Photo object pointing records
# # # # #

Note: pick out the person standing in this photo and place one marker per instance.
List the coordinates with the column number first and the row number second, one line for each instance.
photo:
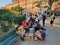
column 44, row 16
column 52, row 20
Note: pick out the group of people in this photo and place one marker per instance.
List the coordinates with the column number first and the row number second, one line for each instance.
column 36, row 23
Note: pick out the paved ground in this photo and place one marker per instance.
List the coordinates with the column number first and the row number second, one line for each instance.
column 52, row 38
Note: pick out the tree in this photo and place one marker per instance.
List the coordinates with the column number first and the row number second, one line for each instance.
column 38, row 2
column 17, row 8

# # # # #

Make an exact copy of every line from the one with "Note: pick out the group" to the end of the data, with the first and last of those lines included.

Note: pick out the group of people in this photo and place one marker per instance.
List the coordinates with the column number first and the row number second, one line for each instance.
column 36, row 23
Note: pick out the paved ground in this photo and place one marker per instance.
List the coordinates with the column number first and the row number second, one line for each instance.
column 52, row 38
Note: pick out the tree in this photo and place one marker per instance.
List the coordinates with the column number first and the row number second, one line for each instance.
column 38, row 2
column 17, row 8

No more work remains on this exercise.